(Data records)
=======
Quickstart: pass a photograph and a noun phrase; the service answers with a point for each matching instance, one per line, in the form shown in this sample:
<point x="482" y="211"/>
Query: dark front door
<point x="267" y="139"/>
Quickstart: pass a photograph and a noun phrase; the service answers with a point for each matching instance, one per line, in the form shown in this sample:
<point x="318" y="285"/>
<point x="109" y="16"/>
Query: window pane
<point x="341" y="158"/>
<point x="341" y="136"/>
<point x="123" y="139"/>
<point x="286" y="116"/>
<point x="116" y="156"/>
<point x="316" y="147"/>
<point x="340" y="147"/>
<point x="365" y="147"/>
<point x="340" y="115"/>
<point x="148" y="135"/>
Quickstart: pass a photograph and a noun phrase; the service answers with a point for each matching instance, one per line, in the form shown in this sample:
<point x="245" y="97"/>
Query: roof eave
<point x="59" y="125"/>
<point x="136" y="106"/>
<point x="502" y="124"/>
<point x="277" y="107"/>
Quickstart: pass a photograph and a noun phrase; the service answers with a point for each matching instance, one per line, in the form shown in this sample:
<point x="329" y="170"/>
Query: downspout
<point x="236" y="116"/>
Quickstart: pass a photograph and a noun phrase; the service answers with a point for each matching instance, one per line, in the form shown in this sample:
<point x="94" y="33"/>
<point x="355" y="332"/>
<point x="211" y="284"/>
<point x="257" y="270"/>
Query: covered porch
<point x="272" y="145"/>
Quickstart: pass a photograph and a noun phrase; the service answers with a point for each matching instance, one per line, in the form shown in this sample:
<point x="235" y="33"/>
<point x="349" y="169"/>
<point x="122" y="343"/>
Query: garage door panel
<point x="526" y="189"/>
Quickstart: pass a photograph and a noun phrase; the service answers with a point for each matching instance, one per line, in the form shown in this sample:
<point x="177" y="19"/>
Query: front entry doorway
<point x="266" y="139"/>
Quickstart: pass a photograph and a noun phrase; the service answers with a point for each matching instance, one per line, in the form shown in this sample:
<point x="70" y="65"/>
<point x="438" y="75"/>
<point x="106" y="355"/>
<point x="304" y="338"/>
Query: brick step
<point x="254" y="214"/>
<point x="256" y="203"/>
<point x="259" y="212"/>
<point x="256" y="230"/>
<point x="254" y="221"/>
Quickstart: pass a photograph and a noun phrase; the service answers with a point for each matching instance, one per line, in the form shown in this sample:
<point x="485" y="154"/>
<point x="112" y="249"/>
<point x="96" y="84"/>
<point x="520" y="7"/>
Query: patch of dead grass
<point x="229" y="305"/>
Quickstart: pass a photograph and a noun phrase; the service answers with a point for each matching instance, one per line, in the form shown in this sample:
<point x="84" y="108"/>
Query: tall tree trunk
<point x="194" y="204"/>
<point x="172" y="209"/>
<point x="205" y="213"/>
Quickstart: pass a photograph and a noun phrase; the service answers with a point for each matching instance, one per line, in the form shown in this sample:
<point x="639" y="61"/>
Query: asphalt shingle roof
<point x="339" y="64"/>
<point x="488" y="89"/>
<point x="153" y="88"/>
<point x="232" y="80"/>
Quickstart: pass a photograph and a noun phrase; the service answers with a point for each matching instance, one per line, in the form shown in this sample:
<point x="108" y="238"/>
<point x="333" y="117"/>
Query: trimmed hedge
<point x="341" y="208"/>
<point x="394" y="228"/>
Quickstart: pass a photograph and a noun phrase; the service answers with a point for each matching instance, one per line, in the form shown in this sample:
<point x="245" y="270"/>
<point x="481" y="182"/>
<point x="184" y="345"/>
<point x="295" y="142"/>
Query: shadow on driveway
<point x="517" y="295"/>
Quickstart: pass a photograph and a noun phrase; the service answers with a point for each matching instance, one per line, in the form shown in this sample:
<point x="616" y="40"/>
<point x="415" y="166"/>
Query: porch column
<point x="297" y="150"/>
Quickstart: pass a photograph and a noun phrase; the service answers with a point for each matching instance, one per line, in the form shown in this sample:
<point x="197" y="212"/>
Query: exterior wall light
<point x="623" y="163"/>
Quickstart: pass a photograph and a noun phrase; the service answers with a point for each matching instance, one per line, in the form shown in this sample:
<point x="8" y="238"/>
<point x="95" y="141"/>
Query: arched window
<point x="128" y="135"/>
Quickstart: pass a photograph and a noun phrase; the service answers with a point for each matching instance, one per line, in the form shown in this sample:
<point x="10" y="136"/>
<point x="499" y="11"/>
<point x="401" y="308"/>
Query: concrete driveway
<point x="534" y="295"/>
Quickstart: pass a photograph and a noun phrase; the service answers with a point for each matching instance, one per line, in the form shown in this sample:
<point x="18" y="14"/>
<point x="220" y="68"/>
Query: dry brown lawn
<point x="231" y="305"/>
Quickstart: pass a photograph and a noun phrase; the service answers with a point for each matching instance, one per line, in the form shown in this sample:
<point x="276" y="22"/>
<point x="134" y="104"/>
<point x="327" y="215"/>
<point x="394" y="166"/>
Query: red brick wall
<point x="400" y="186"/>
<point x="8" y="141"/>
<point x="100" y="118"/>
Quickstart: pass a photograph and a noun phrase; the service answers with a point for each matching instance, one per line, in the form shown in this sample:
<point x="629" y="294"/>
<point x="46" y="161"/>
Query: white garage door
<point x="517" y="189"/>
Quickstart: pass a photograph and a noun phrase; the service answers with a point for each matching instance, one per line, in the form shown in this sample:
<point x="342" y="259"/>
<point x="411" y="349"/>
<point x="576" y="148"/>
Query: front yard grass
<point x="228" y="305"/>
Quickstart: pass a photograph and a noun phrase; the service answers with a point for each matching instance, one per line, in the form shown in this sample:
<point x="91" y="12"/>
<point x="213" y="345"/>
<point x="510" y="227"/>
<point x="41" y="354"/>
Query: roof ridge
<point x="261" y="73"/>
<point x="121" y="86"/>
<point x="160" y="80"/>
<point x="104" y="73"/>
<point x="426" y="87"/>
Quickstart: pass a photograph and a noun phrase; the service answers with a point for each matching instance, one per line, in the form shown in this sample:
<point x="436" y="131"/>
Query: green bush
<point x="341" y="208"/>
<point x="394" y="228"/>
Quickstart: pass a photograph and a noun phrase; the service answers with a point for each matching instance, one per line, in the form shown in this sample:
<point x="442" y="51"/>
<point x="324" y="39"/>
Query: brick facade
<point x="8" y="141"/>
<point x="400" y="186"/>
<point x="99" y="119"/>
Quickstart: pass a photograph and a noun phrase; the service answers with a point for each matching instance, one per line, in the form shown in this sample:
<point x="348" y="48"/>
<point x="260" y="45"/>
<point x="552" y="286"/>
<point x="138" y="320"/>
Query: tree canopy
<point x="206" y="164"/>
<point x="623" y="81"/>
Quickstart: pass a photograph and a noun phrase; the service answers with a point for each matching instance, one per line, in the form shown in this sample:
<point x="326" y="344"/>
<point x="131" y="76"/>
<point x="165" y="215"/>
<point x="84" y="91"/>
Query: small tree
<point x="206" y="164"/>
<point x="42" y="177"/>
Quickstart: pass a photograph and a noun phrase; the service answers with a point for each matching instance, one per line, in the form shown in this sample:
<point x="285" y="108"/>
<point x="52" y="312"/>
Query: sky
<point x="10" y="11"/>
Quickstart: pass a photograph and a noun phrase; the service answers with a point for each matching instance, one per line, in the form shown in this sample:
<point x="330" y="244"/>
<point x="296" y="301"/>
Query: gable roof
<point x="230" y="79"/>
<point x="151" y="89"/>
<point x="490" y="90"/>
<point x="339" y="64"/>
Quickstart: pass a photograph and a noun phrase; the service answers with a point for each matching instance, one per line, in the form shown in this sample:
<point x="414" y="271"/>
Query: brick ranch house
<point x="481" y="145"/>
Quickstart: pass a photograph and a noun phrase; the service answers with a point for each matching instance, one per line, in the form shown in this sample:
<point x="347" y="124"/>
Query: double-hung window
=======
Problem details:
Down to the last line, give the records again exactly.

Solution to the exercise:
Quickstart: pass a photograph and a noun phrase; the service answers with a point for each matching instance, one per line, in the form shown in this sample:
<point x="482" y="211"/>
Query: dark front door
<point x="267" y="139"/>
Quickstart: pass a photograph and a noun phrase; the service answers with a point for each matching instance, one per line, in the form shown in this sample:
<point x="318" y="285"/>
<point x="109" y="16"/>
Query: window pane
<point x="341" y="158"/>
<point x="341" y="136"/>
<point x="123" y="139"/>
<point x="286" y="116"/>
<point x="116" y="156"/>
<point x="316" y="147"/>
<point x="340" y="147"/>
<point x="365" y="147"/>
<point x="340" y="115"/>
<point x="148" y="135"/>
Quickstart: pass a photograph and a noun phrase; the service answers with a point for each matching instance, one per line, in the form shown in this sample:
<point x="245" y="97"/>
Query: roof eave
<point x="59" y="125"/>
<point x="136" y="106"/>
<point x="502" y="124"/>
<point x="277" y="107"/>
Quickstart: pass a photograph and a noun phrase; the service answers with a point for each matching instance, one per line, in the form shown in this sample:
<point x="329" y="170"/>
Query: downspout
<point x="236" y="116"/>
Quickstart: pass a photograph and a noun phrase; the service answers with a point for each matching instance, one per line, in the form shown in this sample:
<point x="94" y="33"/>
<point x="355" y="332"/>
<point x="211" y="284"/>
<point x="257" y="270"/>
Query: covered porch
<point x="272" y="145"/>
Quickstart: pass a photograph and a noun phrase; the service answers with a point for each matching instance, one per line, in the form shown in this sample:
<point x="235" y="33"/>
<point x="349" y="169"/>
<point x="122" y="343"/>
Query: garage door panel
<point x="526" y="189"/>
Quickstart: pass a photograph and a noun phrase; the service answers with a point for each matching instance, one per line, in the form shown in this sample:
<point x="177" y="19"/>
Query: front entry doorway
<point x="266" y="139"/>
Quickstart: pass a photograph and a noun phrase; the service answers with a point for each matching instance, one per line, in the form shown in this sample:
<point x="70" y="65"/>
<point x="438" y="75"/>
<point x="106" y="355"/>
<point x="304" y="338"/>
Query: brick step
<point x="254" y="214"/>
<point x="256" y="203"/>
<point x="259" y="212"/>
<point x="256" y="230"/>
<point x="254" y="221"/>
Quickstart: pass a photograph and a noun phrase; the service answers with a point for each matching instance, one per line, in the form shown in this sample:
<point x="485" y="154"/>
<point x="112" y="249"/>
<point x="96" y="84"/>
<point x="520" y="7"/>
Query: patch of dead grass
<point x="229" y="305"/>
Quickstart: pass a photograph and a noun phrase; the service answers with a point for each matching instance, one per line, in the form shown in this sample:
<point x="84" y="108"/>
Query: tall tree trunk
<point x="194" y="204"/>
<point x="172" y="209"/>
<point x="205" y="213"/>
Quickstart: pass a photograph and a noun phrase; the service answers with a point for each matching instance, one per line, in the form shown in this sample:
<point x="639" y="61"/>
Query: asphalt shingle roof
<point x="339" y="64"/>
<point x="488" y="89"/>
<point x="153" y="88"/>
<point x="232" y="80"/>
Quickstart: pass a photograph and a noun phrase; the service answers with a point for each matching instance, one per line, in the form shown in this sample:
<point x="108" y="238"/>
<point x="333" y="117"/>
Query: trimmed hedge
<point x="341" y="208"/>
<point x="394" y="228"/>
Quickstart: pass a photograph and a noun phrase; the service answers with a point for each matching instance, one per line, in the form shown in this sample:
<point x="245" y="270"/>
<point x="481" y="182"/>
<point x="184" y="345"/>
<point x="295" y="142"/>
Query: shadow on driveway
<point x="517" y="295"/>
Quickstart: pass a photograph and a noun phrase; the service answers with a point for each matching instance, one per line, in the form shown in this sample:
<point x="616" y="40"/>
<point x="415" y="166"/>
Query: porch column
<point x="297" y="150"/>
Quickstart: pass a photograph and a noun phrase; the service answers with a point for each matching instance, one per line, in the form shown in this sample:
<point x="197" y="212"/>
Query: exterior wall light
<point x="623" y="163"/>
Quickstart: pass a photograph and a noun phrase; the service answers with a point for each matching instance, one per line, in the form shown in this sample:
<point x="8" y="238"/>
<point x="95" y="141"/>
Query: arched window
<point x="128" y="135"/>
Quickstart: pass a photograph and a noun phrase; the service answers with a point for each matching instance, one per line, in the form shown in this sample:
<point x="10" y="136"/>
<point x="499" y="11"/>
<point x="401" y="308"/>
Query: concrete driveway
<point x="534" y="295"/>
Quickstart: pass a photograph and a noun phrase; the service answers with a point for each matching instance, one per line, in the form shown in this sample:
<point x="18" y="14"/>
<point x="220" y="68"/>
Query: dry brown lawn
<point x="231" y="305"/>
Quickstart: pass a photograph and a noun phrase; the service answers with a point for each matching instance, one per line, in the form shown in this sample:
<point x="276" y="22"/>
<point x="134" y="104"/>
<point x="327" y="215"/>
<point x="394" y="166"/>
Query: red brick wall
<point x="400" y="186"/>
<point x="8" y="141"/>
<point x="100" y="118"/>
Quickstart: pass a photograph and a noun phrase; the service answers with a point for each matching instance, one per line, in the form shown in this sample:
<point x="629" y="294"/>
<point x="46" y="161"/>
Query: white garage door
<point x="517" y="189"/>
Quickstart: pass a photograph and a noun phrase; the service answers with a point for each matching instance, one per line, in the form shown in this sample:
<point x="342" y="259"/>
<point x="411" y="349"/>
<point x="576" y="148"/>
Query: front yard grass
<point x="228" y="305"/>
Quickstart: pass a photograph and a noun phrase; the service answers with a point for each matching instance, one per line, in the form shown in this sample:
<point x="91" y="12"/>
<point x="213" y="345"/>
<point x="510" y="227"/>
<point x="41" y="354"/>
Query: roof ridge
<point x="261" y="73"/>
<point x="121" y="86"/>
<point x="160" y="80"/>
<point x="104" y="73"/>
<point x="426" y="87"/>
Quickstart: pass a photograph and a noun phrase; the service answers with a point for each matching instance, one per line, in the form shown in this sample:
<point x="436" y="131"/>
Query: green bush
<point x="341" y="208"/>
<point x="394" y="228"/>
Quickstart: pass a photograph and a noun phrase; the service answers with a point for each matching instance, one per line, in the form shown in this sample:
<point x="442" y="51"/>
<point x="324" y="39"/>
Query: brick facade
<point x="8" y="141"/>
<point x="400" y="186"/>
<point x="99" y="119"/>
Quickstart: pass a photograph and a noun phrase; the service answers with a point for each matching instance, one per line, in the form shown in this sample:
<point x="348" y="48"/>
<point x="260" y="45"/>
<point x="552" y="286"/>
<point x="138" y="320"/>
Query: tree canopy
<point x="206" y="164"/>
<point x="623" y="81"/>
Quickstart: pass a photograph and a noun phrase; the service answers with a point for each matching instance, one per line, in the form shown in this sample:
<point x="326" y="344"/>
<point x="131" y="76"/>
<point x="165" y="215"/>
<point x="84" y="91"/>
Query: small tree
<point x="206" y="164"/>
<point x="42" y="177"/>
Quickstart: pass a photograph and a noun phrase; the service answers with a point for each matching instance, one per line, in the form shown in this sample:
<point x="285" y="108"/>
<point x="52" y="312"/>
Query: sky
<point x="10" y="11"/>
Quickstart: pass a photograph and a noun phrase; the service answers with a point for each matching instance, one per line, in the form shown in this sample:
<point x="330" y="244"/>
<point x="296" y="301"/>
Query: gable roof
<point x="230" y="79"/>
<point x="151" y="89"/>
<point x="490" y="90"/>
<point x="339" y="64"/>
Quickstart: pass a photograph and a noun phrase; the service answers with a point for each matching instance, one per line, in the form shown in this sample:
<point x="414" y="271"/>
Query: brick ranch house
<point x="481" y="145"/>
Quickstart: pass a photograph and a noun phrase; the service answers with a point for each matching instance, one per line, in the form shown in this sample:
<point x="347" y="124"/>
Query: double-hung window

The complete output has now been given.